* BEGIN Information shown *

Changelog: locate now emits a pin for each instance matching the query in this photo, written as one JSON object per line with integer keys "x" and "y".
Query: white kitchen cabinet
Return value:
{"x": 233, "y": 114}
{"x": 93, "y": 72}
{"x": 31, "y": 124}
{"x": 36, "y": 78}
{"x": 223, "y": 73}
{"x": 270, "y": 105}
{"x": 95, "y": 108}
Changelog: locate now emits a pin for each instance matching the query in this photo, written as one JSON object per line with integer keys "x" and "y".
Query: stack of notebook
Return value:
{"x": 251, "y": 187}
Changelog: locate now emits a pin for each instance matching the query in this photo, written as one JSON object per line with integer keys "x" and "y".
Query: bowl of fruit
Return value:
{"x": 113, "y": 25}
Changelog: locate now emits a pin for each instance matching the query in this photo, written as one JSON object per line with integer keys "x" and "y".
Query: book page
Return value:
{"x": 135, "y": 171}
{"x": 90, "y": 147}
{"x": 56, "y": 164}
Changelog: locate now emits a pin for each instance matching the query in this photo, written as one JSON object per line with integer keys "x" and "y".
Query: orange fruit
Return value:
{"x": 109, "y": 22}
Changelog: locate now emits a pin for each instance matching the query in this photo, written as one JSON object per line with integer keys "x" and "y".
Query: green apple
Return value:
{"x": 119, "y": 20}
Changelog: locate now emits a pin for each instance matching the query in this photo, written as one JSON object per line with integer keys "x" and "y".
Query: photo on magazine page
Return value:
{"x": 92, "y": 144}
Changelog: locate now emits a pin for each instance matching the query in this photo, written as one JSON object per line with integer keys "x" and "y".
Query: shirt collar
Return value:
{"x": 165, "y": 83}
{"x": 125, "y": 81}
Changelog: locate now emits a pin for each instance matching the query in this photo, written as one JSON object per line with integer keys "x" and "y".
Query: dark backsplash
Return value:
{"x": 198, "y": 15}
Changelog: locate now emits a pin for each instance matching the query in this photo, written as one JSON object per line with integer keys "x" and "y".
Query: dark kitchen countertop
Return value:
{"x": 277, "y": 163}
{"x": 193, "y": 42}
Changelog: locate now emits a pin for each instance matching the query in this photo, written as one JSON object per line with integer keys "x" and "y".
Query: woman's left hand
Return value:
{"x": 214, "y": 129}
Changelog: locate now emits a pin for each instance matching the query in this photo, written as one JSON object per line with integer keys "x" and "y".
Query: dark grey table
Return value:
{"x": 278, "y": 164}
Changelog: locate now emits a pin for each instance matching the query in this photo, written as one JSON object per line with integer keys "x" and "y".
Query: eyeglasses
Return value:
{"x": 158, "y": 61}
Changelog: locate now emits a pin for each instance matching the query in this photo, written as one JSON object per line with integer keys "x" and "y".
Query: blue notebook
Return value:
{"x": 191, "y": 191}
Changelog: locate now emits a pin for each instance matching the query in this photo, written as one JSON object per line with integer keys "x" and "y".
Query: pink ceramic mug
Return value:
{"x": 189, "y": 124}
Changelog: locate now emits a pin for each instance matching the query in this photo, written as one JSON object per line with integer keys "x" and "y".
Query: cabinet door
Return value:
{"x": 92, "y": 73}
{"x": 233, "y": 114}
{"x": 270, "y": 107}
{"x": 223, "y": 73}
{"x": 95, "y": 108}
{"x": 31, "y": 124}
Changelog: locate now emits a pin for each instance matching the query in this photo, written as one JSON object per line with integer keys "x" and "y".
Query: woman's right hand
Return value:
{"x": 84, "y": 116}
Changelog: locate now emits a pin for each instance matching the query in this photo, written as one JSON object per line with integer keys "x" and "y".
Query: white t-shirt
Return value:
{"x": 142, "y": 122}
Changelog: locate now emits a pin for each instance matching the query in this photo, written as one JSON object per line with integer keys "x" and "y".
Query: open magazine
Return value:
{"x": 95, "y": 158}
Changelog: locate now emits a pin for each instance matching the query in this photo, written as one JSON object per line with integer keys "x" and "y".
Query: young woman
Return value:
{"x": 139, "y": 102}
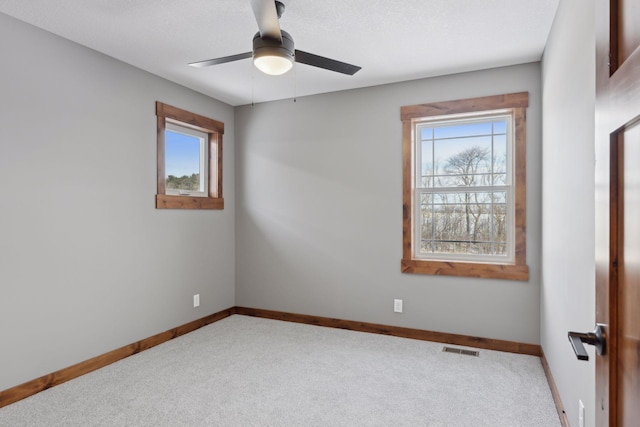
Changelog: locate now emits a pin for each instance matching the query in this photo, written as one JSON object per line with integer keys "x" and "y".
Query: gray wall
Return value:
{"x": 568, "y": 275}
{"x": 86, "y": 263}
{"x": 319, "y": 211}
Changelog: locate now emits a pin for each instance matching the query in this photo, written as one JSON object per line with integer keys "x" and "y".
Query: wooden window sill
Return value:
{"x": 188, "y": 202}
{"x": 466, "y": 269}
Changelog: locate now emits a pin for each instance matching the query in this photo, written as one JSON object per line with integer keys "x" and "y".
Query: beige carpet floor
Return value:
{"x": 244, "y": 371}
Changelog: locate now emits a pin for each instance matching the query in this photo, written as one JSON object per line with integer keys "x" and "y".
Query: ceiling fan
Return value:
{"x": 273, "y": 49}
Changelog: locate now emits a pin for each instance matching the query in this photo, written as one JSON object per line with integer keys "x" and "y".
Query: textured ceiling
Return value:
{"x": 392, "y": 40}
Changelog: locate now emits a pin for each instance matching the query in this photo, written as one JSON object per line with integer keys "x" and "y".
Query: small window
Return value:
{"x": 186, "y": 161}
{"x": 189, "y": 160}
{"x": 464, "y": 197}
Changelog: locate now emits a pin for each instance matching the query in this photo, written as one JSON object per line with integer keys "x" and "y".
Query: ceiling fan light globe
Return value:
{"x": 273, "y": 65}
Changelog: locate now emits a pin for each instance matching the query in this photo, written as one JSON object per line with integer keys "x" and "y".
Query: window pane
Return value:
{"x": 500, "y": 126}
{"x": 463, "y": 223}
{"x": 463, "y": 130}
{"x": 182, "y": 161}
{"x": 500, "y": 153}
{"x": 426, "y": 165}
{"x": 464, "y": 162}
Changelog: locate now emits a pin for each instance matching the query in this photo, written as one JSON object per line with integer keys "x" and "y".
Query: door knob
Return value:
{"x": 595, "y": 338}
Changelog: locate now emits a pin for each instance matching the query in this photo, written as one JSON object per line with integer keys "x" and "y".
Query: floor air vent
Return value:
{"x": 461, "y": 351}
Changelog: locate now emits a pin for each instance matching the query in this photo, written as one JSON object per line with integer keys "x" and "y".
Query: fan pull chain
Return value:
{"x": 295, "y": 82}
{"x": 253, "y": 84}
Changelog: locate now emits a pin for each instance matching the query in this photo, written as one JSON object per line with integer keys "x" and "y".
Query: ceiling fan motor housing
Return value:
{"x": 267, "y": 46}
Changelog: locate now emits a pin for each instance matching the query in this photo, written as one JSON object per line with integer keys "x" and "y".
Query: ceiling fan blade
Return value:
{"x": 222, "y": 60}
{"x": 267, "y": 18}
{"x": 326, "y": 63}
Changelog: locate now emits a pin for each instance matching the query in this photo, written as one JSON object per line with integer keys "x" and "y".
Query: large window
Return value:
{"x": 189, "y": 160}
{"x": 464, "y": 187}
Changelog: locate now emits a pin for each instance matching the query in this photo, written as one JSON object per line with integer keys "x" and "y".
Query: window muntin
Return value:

* END Information shown *
* BEGIN Information shown *

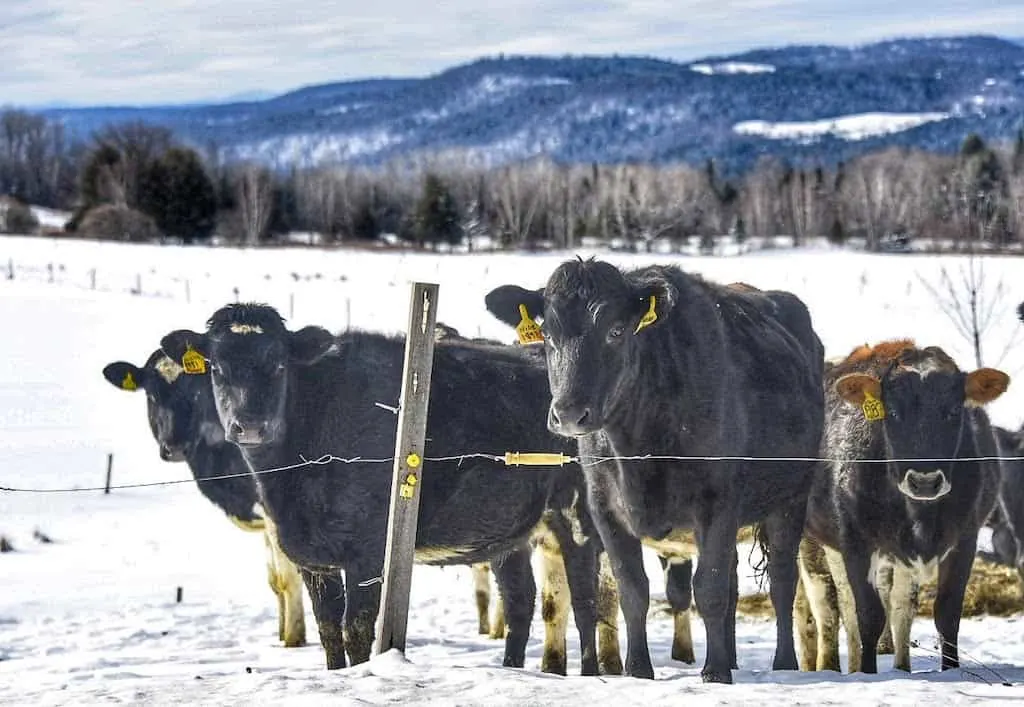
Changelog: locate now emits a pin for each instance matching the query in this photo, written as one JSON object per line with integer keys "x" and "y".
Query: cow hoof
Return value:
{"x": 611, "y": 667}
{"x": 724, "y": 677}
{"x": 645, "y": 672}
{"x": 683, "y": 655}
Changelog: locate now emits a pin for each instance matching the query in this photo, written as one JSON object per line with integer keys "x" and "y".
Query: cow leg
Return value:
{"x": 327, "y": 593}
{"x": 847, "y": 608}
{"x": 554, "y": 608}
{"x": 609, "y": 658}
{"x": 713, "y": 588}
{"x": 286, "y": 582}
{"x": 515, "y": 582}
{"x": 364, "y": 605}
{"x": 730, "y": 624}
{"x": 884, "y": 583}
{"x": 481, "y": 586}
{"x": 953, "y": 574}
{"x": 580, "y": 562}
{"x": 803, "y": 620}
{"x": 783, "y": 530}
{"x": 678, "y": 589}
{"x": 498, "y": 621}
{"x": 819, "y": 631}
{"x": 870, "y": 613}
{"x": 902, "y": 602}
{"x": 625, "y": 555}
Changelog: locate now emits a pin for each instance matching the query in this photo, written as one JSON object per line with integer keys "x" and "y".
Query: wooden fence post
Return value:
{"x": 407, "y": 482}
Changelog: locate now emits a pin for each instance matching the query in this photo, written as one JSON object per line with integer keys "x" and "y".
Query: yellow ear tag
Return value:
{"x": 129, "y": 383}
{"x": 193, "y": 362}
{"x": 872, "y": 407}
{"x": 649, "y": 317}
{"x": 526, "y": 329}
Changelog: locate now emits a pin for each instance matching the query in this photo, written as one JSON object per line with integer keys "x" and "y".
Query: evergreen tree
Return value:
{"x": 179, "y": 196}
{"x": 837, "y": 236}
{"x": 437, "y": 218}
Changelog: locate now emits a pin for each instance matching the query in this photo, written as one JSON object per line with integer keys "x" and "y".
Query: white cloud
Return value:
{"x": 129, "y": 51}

* END Information shown *

- **Written instruction**: Which lines above contain the word "magazine"? Pick out each one and copy it in full, matching case exactly.

- **Answer to this exercise**:
Query: photo on magazine page
Query: open magazine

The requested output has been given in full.